Given data:
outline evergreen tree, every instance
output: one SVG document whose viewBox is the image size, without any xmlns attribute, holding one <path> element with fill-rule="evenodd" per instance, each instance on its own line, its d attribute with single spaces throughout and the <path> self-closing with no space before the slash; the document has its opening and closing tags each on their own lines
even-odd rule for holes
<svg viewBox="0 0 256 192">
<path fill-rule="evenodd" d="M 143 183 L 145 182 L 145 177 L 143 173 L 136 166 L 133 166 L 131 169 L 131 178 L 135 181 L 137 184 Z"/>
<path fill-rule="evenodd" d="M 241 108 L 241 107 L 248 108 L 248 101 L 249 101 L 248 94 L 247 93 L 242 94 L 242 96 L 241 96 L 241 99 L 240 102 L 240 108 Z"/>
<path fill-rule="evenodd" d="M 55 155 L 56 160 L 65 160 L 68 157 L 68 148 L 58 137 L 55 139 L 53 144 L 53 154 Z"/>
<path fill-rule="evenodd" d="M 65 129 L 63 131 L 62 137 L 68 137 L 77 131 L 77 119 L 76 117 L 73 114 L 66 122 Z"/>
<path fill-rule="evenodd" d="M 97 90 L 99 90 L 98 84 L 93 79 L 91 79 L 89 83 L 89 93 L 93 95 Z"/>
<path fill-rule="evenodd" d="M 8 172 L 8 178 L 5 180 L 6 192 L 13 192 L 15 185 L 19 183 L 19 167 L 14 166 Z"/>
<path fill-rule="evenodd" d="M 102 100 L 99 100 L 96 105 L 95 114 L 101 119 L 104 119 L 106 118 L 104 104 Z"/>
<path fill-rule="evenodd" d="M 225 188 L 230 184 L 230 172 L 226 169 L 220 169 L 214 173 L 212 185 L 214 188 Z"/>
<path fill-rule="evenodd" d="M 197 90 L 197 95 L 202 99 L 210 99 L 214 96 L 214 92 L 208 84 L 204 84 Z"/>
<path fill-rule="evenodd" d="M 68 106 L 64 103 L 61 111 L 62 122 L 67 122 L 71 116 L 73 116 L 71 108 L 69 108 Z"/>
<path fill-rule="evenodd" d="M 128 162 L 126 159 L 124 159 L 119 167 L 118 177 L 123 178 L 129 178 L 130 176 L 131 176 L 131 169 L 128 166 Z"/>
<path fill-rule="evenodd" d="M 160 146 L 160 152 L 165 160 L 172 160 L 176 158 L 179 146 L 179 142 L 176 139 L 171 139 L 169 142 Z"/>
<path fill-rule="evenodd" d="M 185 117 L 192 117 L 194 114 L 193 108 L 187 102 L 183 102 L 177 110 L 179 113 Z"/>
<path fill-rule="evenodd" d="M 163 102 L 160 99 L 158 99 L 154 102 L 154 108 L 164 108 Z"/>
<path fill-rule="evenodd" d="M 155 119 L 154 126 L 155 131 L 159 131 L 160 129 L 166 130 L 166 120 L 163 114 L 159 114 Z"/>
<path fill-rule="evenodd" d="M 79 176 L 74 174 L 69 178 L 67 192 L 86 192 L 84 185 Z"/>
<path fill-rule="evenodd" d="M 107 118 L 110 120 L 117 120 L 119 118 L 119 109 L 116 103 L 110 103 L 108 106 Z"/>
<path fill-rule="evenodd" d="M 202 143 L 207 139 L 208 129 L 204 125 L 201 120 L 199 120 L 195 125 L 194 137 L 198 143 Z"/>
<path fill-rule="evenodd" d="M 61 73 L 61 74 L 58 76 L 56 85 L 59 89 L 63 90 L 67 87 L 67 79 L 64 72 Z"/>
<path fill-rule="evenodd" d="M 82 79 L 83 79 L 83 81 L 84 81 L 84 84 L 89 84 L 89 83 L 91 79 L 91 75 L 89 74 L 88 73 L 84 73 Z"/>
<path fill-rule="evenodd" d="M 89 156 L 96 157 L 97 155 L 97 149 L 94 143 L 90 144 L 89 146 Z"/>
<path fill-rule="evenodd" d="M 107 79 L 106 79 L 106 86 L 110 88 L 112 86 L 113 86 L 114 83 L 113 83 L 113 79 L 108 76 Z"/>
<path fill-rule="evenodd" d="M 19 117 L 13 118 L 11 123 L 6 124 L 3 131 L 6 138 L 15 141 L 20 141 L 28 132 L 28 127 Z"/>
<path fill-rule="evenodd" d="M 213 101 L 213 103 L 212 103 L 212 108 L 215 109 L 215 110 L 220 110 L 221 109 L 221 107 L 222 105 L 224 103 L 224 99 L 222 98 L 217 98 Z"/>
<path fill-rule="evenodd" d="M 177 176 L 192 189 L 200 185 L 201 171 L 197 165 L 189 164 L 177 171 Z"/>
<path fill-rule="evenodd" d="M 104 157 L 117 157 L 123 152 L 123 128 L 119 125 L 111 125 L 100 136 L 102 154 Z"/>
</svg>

Problem statement:
Convert every line of the data above into a JSON array of strings, one string per line, leaving out blank lines.

Answer to the task:
[
  "outline evergreen tree, every instance",
  "output: one SVG document whose viewBox is the image size, without any xmlns attribute, holding one <path> element with fill-rule=\"evenodd\" per instance, each instance on its own line, its d attribute with single spaces throughout and the <path> self-closing with no space before the slash; the document has its opening and closing tags each on their own lines",
  "even-odd rule for holes",
  "<svg viewBox=\"0 0 256 192\">",
  "<path fill-rule=\"evenodd\" d=\"M 143 183 L 145 182 L 145 177 L 143 173 L 136 166 L 133 166 L 131 169 L 131 178 L 135 181 L 137 184 Z\"/>",
  "<path fill-rule=\"evenodd\" d=\"M 241 108 L 241 107 L 248 108 L 248 101 L 249 101 L 248 94 L 247 93 L 242 94 L 242 96 L 241 96 L 241 99 L 240 102 L 240 108 Z\"/>",
  "<path fill-rule=\"evenodd\" d=\"M 55 155 L 56 160 L 65 160 L 68 157 L 68 148 L 58 137 L 55 139 L 53 144 L 53 154 Z\"/>",
  "<path fill-rule=\"evenodd\" d=\"M 65 129 L 63 131 L 62 137 L 68 137 L 77 131 L 77 119 L 76 117 L 73 114 L 66 122 Z\"/>",
  "<path fill-rule=\"evenodd\" d=\"M 97 90 L 99 90 L 98 84 L 93 79 L 91 79 L 89 83 L 89 93 L 93 95 Z\"/>",
  "<path fill-rule=\"evenodd\" d=\"M 8 172 L 8 178 L 5 180 L 6 192 L 13 192 L 15 185 L 19 183 L 19 167 L 14 166 Z\"/>",
  "<path fill-rule=\"evenodd\" d=\"M 102 100 L 99 100 L 96 105 L 95 114 L 101 119 L 104 119 L 106 118 L 104 104 Z\"/>",
  "<path fill-rule=\"evenodd\" d=\"M 225 188 L 230 184 L 230 172 L 226 169 L 220 169 L 214 173 L 212 185 L 214 188 Z\"/>",
  "<path fill-rule=\"evenodd\" d=\"M 197 90 L 197 95 L 202 99 L 210 99 L 214 96 L 214 92 L 208 84 L 204 84 Z\"/>",
  "<path fill-rule=\"evenodd\" d=\"M 68 106 L 64 103 L 61 111 L 62 122 L 67 122 L 71 116 L 73 116 L 71 108 L 69 108 Z\"/>",
  "<path fill-rule=\"evenodd\" d=\"M 128 162 L 126 159 L 124 159 L 119 167 L 118 177 L 123 178 L 129 178 L 130 176 L 131 176 L 131 169 L 128 166 Z\"/>",
  "<path fill-rule=\"evenodd\" d=\"M 160 146 L 160 152 L 165 160 L 172 160 L 176 158 L 179 146 L 179 142 L 176 139 L 171 139 L 169 142 Z\"/>",
  "<path fill-rule=\"evenodd\" d=\"M 185 117 L 192 117 L 194 114 L 193 108 L 187 102 L 183 102 L 177 110 L 179 113 Z\"/>",
  "<path fill-rule=\"evenodd\" d=\"M 163 102 L 160 99 L 158 99 L 154 102 L 154 108 L 164 108 Z\"/>",
  "<path fill-rule=\"evenodd\" d=\"M 155 119 L 154 126 L 155 131 L 159 131 L 160 129 L 166 130 L 166 120 L 163 114 L 159 114 Z\"/>",
  "<path fill-rule=\"evenodd\" d=\"M 79 176 L 74 174 L 69 178 L 67 192 L 86 192 L 84 185 Z\"/>",
  "<path fill-rule=\"evenodd\" d=\"M 107 118 L 110 120 L 117 120 L 119 118 L 119 109 L 116 103 L 110 103 L 108 106 Z\"/>",
  "<path fill-rule=\"evenodd\" d=\"M 202 143 L 207 139 L 208 129 L 204 125 L 201 120 L 199 120 L 195 125 L 194 137 L 198 143 Z\"/>",
  "<path fill-rule=\"evenodd\" d=\"M 61 73 L 61 74 L 58 76 L 56 85 L 59 89 L 63 90 L 67 87 L 67 79 L 64 72 Z\"/>",
  "<path fill-rule=\"evenodd\" d=\"M 82 79 L 83 79 L 83 81 L 84 81 L 84 84 L 89 84 L 89 83 L 91 79 L 91 75 L 89 74 L 88 73 L 84 73 Z\"/>",
  "<path fill-rule=\"evenodd\" d=\"M 89 156 L 96 157 L 97 155 L 97 149 L 94 143 L 90 144 L 89 146 Z\"/>",
  "<path fill-rule=\"evenodd\" d=\"M 107 79 L 106 79 L 106 86 L 110 88 L 112 86 L 113 86 L 114 83 L 113 83 L 113 79 L 108 76 Z\"/>",
  "<path fill-rule=\"evenodd\" d=\"M 19 117 L 13 118 L 11 123 L 6 124 L 3 131 L 6 138 L 15 141 L 20 141 L 28 132 L 28 127 Z\"/>",
  "<path fill-rule=\"evenodd\" d=\"M 213 101 L 213 103 L 212 103 L 212 108 L 215 109 L 215 110 L 220 110 L 221 109 L 221 107 L 222 105 L 224 103 L 224 99 L 222 98 L 217 98 Z\"/>",
  "<path fill-rule=\"evenodd\" d=\"M 177 176 L 192 189 L 200 185 L 201 171 L 197 165 L 189 164 L 177 171 Z\"/>",
  "<path fill-rule=\"evenodd\" d=\"M 104 157 L 117 157 L 123 152 L 123 128 L 119 125 L 111 125 L 100 136 L 102 154 Z\"/>",
  "</svg>"
]